(RECORDS TO PROCESS)
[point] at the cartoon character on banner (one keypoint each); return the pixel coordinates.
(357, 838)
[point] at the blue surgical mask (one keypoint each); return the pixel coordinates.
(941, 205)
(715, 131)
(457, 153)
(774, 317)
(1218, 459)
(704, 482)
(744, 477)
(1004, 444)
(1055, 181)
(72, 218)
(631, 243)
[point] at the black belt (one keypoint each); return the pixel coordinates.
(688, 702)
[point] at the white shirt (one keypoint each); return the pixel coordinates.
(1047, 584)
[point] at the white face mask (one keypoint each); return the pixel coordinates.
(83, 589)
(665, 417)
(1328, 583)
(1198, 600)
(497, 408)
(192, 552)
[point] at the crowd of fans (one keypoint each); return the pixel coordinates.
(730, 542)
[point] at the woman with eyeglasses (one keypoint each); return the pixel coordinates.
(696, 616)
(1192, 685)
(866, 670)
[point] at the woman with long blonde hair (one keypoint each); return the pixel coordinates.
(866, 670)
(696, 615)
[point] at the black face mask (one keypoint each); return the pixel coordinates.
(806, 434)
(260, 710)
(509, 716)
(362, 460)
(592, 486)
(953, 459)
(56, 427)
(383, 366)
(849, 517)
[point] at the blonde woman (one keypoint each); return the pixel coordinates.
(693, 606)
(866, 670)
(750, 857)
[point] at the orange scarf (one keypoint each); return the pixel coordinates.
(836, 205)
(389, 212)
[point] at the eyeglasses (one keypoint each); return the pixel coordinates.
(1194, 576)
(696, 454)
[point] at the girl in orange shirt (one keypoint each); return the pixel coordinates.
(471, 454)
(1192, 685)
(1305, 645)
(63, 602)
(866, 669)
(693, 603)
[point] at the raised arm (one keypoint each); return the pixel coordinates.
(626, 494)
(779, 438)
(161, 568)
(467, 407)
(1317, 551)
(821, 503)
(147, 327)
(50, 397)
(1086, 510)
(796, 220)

(DIRECTION)
Can you reproduce all of the material above line for line, without changing a single character?

(EXERCISE ANSWER)
[point] at the cartoon character on banner (one keypoint each); return the pixel coordinates.
(357, 838)
[point] at the blue surgical mask (one keypoint each); return the pixel coordinates.
(941, 205)
(715, 131)
(457, 153)
(774, 317)
(1218, 459)
(704, 482)
(744, 477)
(1004, 444)
(1055, 181)
(72, 218)
(631, 243)
[point] at the black belt (one keypoint each); return the pixel coordinates.
(688, 702)
[point] at the white shirt (one keypoint each); return the pixel coordinates.
(1047, 584)
[point] at the white face mask (one keypoint each); return the pixel coordinates.
(83, 589)
(665, 417)
(1328, 583)
(1198, 600)
(497, 408)
(192, 552)
[point] at the crowd of fans (one keypoint each); return the pixel coordinates.
(730, 542)
[point] at the woman with eyeglasses (one keypoint each); return the pixel coordinates.
(696, 616)
(1192, 685)
(866, 670)
[point] at the woman with long blonde hair (one keypoint each); return the pixel coordinates.
(866, 670)
(696, 615)
[point] at the black face mask (one keypoint each); return the pixel coordinates.
(806, 434)
(260, 710)
(509, 716)
(362, 460)
(592, 486)
(953, 459)
(56, 427)
(383, 366)
(849, 517)
[point] at the blonde woman (one keypoint each); return the pixel coordinates.
(693, 606)
(866, 670)
(750, 857)
[point] at the orange scarf (one keypoint each); return the pixel coordinates.
(836, 205)
(389, 212)
[point] at the eyeglasses (one keypoint each); return the pixel coordinates.
(1194, 576)
(696, 454)
[point] at the girl in orange shirt (one keypoint each); return the pixel coordinates.
(471, 454)
(1192, 685)
(1305, 645)
(63, 602)
(866, 669)
(693, 603)
[point] at the raised arm (one keypoint each); return the pixel coordinates.
(626, 494)
(779, 438)
(161, 568)
(467, 407)
(1317, 551)
(821, 503)
(147, 327)
(50, 397)
(1086, 510)
(796, 220)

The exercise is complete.